— BEGIN PAGE EXTRACT —

Wellbeing measurement and prioritization
An important step toward an Icelandic WE was the commitment in the 2017 coalition government agreement to create a cross-party task force on “the development of indicators to measure economic prosperity and the quality of life” (Government of Iceland, 2017, p. 4; see also Birkjær et al., 2021, p. 34). In 2018, the Prime Minister's Committee on Indicators for Measuring Wellbeing commissioned a survey about the determinants of quality of life most important to Icelanders; the top factors were health (good health and access to healthcare), relationships (with friends, families, neighbors, and colleagues), housing (access to secure and affordable housing), and making a living (income and assets) (Government of Iceland, 2019a, p. 5). The survey contributed to the development of a framework of 39 indicators covering social, economic, and environmental dimensions of quality of life that was introduced in 2019. These indicators, which are linked to many of the UN SDGs, are “intended to complement traditional economic measures, such as GDP” (Government of Iceland, 2019b)—indeed, GDP and economic growth are among the 39 indicators (Government of Iceland, 2019a, p. 2).
In 2019, the government identified six wellbeing priorities—mental health, secure housing, better work-life balance, zero carbon emissions, innovation growth, and better communication with the public—to guide monetary allocations in the annual budget and the country's five-year fiscal strategy (Abrar, 2021, p. 172; Birkjær et al., 2021, p. 35). These priorities were established, in part, based on the 2018 quality of life survey, while also taking into account other government goals such as gender equality and the degree to which government policy could make a difference over a five-year period (Birkjær et al., 2021, p. 35).

— END PAGE EXTRACT —
— BEGIN RAW RECORDS —

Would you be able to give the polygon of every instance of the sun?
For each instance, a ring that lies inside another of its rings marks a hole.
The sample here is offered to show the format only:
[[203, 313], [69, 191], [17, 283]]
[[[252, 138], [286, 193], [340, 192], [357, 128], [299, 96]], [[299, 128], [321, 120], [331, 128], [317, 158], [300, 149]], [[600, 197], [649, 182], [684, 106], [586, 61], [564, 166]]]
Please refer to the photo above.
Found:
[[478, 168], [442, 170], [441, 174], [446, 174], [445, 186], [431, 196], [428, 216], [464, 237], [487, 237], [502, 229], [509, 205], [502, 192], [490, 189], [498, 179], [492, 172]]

— END RAW RECORDS —

AIM OF THE TASK> Pick up the passage on Iceland's wellbeing indicators and priorities after its final sentence and keep writing it.

EXPECTED ANSWER>
Taking the welfare state one level up
Recent policy actions reflect the above-mentioned priorities, illustrating a commitment to a strong Nordic welfare state and relatively ambitious climate action (Jakobsdóttir, 2019a; Government of Iceland, 2021), while also aiming to manage public finances responsibly (Ministry of Finance and Economic Affairs, 2021). The country's WE approach has been characterized as an effort to “to take the traditional Icelandic welfare state one level up,” with the goal of creating “a virtuous circle in which citizens' wellbeing drives economic prosperity, stability and resilience, and vice-versa, that those good macroeconomic outcomes allow to sustain wellbeing investments over time” (Birkjær et al., 2021, p. 34). In 2019, the prime minister stated that “Our main project has been to invest significantly in social infrastructure, healthcare, welfare, education” (Jakobsdóttir, 2019a). Recent initiatives have included a social housing plan to address affordable housing scarcity, a significant increase in child benefits, and an extension of parental leave (shared between partners) from 9 to 12 months (Jakobsdóttir, 2019b). The 2021 coalition agreement similarly promises to maintain a “strong welfare system” as “the basis of equality” and “promote a healthy society,” which includes not only investments in healthcare services, but also “more emphasis … on public health, prevention and mental health” (Government of Iceland, 2021, pp. 17, 21).10 The latest coalition agreement also proclaims that “We are going to prioritize climate issues.” Iceland has an interim goal of reducing GHGs 55% below 2005 levels by 2030 on the way toward “carbon neutrality and full energy conversion no later than 2040,” which would “make Iceland the first state to be independent of fossil fuels” (Government of Iceland, 2021, p. 9; see also Nichols, 2018).
The goal of “a strong society of wellbeing and equal opportunity” is balanced with ensuring “that expenditure growth remains modest” in Iceland's fiscal budget proposal for 2022. Moderate spending is related to “the guiding principle underlying the fiscal strategy [which] is to halt the rise in the debt-to-GDP ratio no later than 2026.” Limiting the debt-to-GDP ratio and halting debt accumulation is seen as necessary “to ensure the financial resilience of the public sector,” i.e., safeguarding the government's ability to respond to future economic shocks and finance public services and transfers even as costs grow due to an aging population (Ministry of Finance and Economic Affairs, 2021). This formulation highlights the constraints on fiscal capacity for public spending to address wellbeing goals that are related both to the level of debt and GDP: action to limit debt expands future public spending capacity, as does an increase in GDP. These issues are related to the growth dependency of contemporary states, which we return to below.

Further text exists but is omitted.